SUPPLIED PASSAGE Start Marker

The DNAinfo archives brought to you by WNYC.
Read the press release here.

Woman with Asthma, Liver Infections Has Waited Months for NYCHA Mold Repair

By Allegra Hobbs | August 31, 2016 5:58pm
 Yolanda Donato claims she has been living with two moldy holes in her bathroom wall since April 2016.
Yolanda Donato claims she has been living with two moldy holes in her bathroom wall since April 2016.
View Full Caption
DNAinfo/Allegra Hobbs

LOWER EAST SIDE — A woman who suffers from asthma and health problems stemming from multiple liver transplants may finally breathe freely as NYCHA promises to address leaks, mold and two gaping holes in her bathroom wall — more than a year after she first complained about the purportedly hazardous conditions.

Yolanda Donato, a resident of the Jacob Riis Houses for nearly four decades, said she has been battling with NYCHA since early 2015 over plumbing leaks and suspected mold in her bathroom.

SUPPLIED PASSAGE End Marker
DATA EXCERPTS Start Marker

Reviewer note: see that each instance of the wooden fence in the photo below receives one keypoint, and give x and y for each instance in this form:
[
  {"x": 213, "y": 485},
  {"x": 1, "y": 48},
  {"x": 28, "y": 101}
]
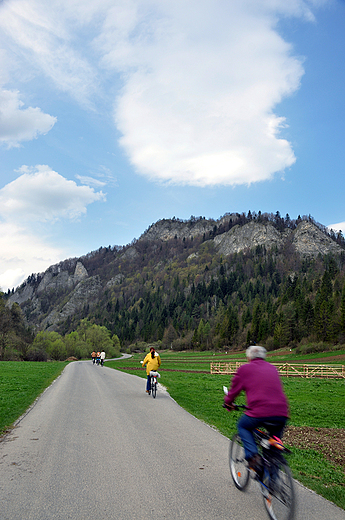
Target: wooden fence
[{"x": 288, "y": 370}]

DATA EXCERPTS End Marker

REQUIREMENT. Continue the news article about the Lower East Side resident awaiting NYCHA mold repairs, starting after its final sentence.

ANSWER BOX.
But Donato said the problem became significantly worse in April 2016 when a maintenance worker sent to examine the problems smashed in the bathroom wall in two places to reach the pipe below, exposing mold beneath the walls and leaving the bathroom in disrepair — conditions NYCHA has refused to address despite her filing numerous complaints, said Donato.

“I’ve gone to the office six times,” said Donato in Spanish, through a translator. “They say, ‘Don’t worry, we’re going to fix it,’ but they never fix it.”

The leaking pipe is currently plastered over with duct tape.

In June, Donato underwent a second liver transplant — her first was in 2013 — and has had a difficult time recovering from the procedure, likely because of the mold in the bathroom walls, she claims.

“I had to go to the hospital four times…I had an infection,” she said, adding she suspects the post-surgery infections were caused or exacerbated by unsanitary conditions in her bathroom.

“My doctor asked me, ’Is your home ok?’ and I said, ‘Well, no, there’s a hole and there’s mold.’ And he said, ‘That’s not good, you can’t have that.’”

Donato’s doctor then penned a note for her to take to NYCHA explaining his patient’s delicate condition and requesting the agency work quickly to get rid of any mold.

“Following a liver transplant, patients are on a lifelong medication regiment, with ongoing follow-up appointment and their immune system is compromised,” reads the letter, dated Aug. 11, from Mount Sinai Transplant hematologist Thomas Schlano, MD. “They just take very good care of themselves, including eating well and living in a safe and sanitary environment.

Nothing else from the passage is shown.